PASSAGE PROVIDED:
** START **

The 1911 Auckland Rugby League season was the second full organised club season in Auckland following the 1910 Auckland Rugby League season. City Rovers won the title again after winning it in the competitions inaugural year.

        
        
        

The club season commenced on 20 May, with the start of the competition for the Myers Cup. City Rovers were crowned champions after defeating Ponsonby United in the final 36–15 which was required due to both teams being within 2 points of each other as the competition entered its closing stages. The competition at the time and for decades to come often did not complete full round robins. When a team had an unassailable lead over their nearest rivals the competition was often concluded at that point. Ponsonby and City had already met twice during the season but rather than conclude the round robin with round 10. In round 10 Ponsonby would have had a bye and City would likely have gained an easy win over wooden spooners, Eden Ramblers so the Auckland Rugby League decided to have the two top teams play off for the title a week early rather than prolong the competition.

The City side featured Albert Asher, Alex Stanaway, Jim Rukutai, and Bob Mitchell, while Ponsonby had Charlie Savory, Charles Dunning and Arthur Carlaw.

Auckland Rugby League news

Club teams and grade participation

Reminiscing about the league's formative years
In 1941 at the annual meeting the chairman of the league in 1911 (Mr. B. Brigham) spoke about the league in its formative years. He said "the seeds sown by the pioneers have developed in a wonderful way... when we first started playing, the matches were at Victoria Park. For funds we used to go around with a hat. Then we started taking boxes round, and if at the end of the day we were "shy", we had to have a tarpaulin just to pay for the ground". He went on to say that "plenty of mud was thrown at us those times, and we had to face a good deal of hostility. Our first meetings were held in the cellar of the Rob Roy Hotel, and then we got the use of the social room in the same hotel. Then we drifted to other rooms, and a home of our own". He also talked of venues and said "at one time the league had a lease of Eden Park at £100 a year, and from there they shifted to Victoria Park, where on one occasion they had a £300 gate, a figure that was not beaten until the 1924 season at Carlaw Park.

** END **

EXERCISE:
Using the passage on the 1911 Auckland Rugby League season, answer these questions:
1. On what date did the club season begin?
2. What was the score when City Rovers beat Ponsonby United in the final?
3. According to Mr. B. Brigham, where were the league's first meetings held?
The material after this passage on the 1911 Auckland Rugby League season is separate from it.

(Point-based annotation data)
** START **

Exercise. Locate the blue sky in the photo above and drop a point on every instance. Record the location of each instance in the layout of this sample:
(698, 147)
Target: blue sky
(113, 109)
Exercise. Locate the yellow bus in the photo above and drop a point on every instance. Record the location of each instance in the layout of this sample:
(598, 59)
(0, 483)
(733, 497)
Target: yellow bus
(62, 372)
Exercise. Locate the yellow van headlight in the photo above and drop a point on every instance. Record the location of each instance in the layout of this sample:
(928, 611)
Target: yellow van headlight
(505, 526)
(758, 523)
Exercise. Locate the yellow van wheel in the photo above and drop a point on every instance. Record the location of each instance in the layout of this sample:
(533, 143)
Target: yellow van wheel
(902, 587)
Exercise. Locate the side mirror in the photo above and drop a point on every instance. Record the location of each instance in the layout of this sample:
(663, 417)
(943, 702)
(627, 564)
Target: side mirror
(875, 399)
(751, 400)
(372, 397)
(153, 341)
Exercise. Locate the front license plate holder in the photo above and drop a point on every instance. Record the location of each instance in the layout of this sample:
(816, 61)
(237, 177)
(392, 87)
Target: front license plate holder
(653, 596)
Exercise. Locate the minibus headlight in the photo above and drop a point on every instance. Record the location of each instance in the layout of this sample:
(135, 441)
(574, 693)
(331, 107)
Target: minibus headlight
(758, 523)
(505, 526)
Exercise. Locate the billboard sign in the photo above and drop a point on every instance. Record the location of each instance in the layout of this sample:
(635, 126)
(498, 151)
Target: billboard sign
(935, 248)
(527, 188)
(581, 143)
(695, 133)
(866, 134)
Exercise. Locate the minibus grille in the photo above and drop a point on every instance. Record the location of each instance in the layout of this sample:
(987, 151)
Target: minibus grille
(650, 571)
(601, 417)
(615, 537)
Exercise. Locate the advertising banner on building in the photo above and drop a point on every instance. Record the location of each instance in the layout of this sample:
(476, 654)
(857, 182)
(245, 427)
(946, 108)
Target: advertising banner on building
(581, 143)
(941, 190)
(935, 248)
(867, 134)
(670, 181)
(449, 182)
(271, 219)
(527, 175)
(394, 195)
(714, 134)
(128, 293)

** END **

RESULT OF THE TASK:
1. 20 May
2. 36–15
3. In the cellar of the Rob Roy Hotel